## FRAGMENTO DE PÁGINA
----------

Como mujer nacida en el Caribe, amante del sol, las chancletas y el calor, vivir a pocos grados de temperatura es un auténtico tormento, más si le sumo que debo abrigarme de pies a cabeza hasta perder la figura, el sex appeal, la libertad de movimiento, la desnudez. Y no es una banalidad, pero el clima influye tanto en nuestras vidas que transforma nuestras dinámicas de ser y estar; no somos los mismos en primavera con la sangre alterada, que en verano con ese ardor recorriendo nuestros cuerpos, ni con ese toque sepia del otoño que hace más románticos nuestros paseos por el parque. ¿Qué podemos decir del invierno?

----------

## CONSIGNAS
(1) Reproduce palabra por palabra todo lo que va en el texto sobre el clima desde "Como mujer nacida" hasta "decir del invierno?".
(2) Según el texto sobre el clima, ¿qué estación del año vuelve más románticos los paseos por el parque?
(3) Prolonga el texto sobre el clima a partir de su última frase.
Los datos no tienen ninguna relación con el texto sobre el clima.

## EXTRACTO DE DATOS
----------

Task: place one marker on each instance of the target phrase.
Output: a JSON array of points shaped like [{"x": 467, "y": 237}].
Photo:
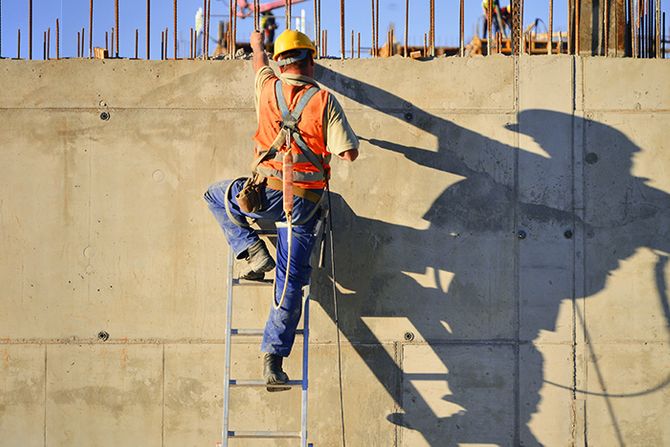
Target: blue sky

----------

## RESULTADOS
(1)
Como mujer nacida en el Caribe, amante del sol, las chancletas y el calor, vivir a pocos grados de temperatura es un auténtico tormento, más si le sumo que debo abrigarme de pies a cabeza hasta perder la figura, el sex appeal, la libertad de movimiento, la desnudez. Y no es una banalidad, pero el clima influye tanto en nuestras vidas que transforma nuestras dinámicas de ser y estar; no somos los mismos en primavera con la sangre alterada, que en verano con ese ardor recorriendo nuestros cuerpos, ni con ese toque sepia del otoño que hace más románticos nuestros paseos por el parque. ¿Qué podemos decir del invierno?

(2) El otoño, con su toque sepia.

(3)
Cuando de forma compulsiva hago mi consulta-ritual por Internet sobre las predicciones metereológicas y veo que se avecina una inminente ola de frío siberiano, cuyo nombre técnico es aire polar continental, pienso en el encierro que me espera y grito el siguiente mantra: «¡Qué horror, qué horror, qué horror!». Antes de que objeten mis alegatos, se que podría salir a caminar entumecida por las gélidas calles de la ciudad y apreciar como la naturaleza se revela de manera sorprendente en cada ciclo. Es obvio que la vida sigue, pero una poderosa fuerza me recluye de puertas para adentro, y sin más, comienza la introspección, el viaje interior.

Es a partir del mantra «No aguanto más esta m…» cuando considero vital replantearme todo mi discurso y encontrarle un sentido verdadero a esta etapa de supervivencia polar. ¿Qué me quiere decir este puñetero frío? ¿Después de tantos resfriados y gripes qué debo aprender más allá de lo que me recetan en la farmacia 24 horas? ¿Por qué estoy aquí y no en el Caribe bajo una palmera tomando agua de coco?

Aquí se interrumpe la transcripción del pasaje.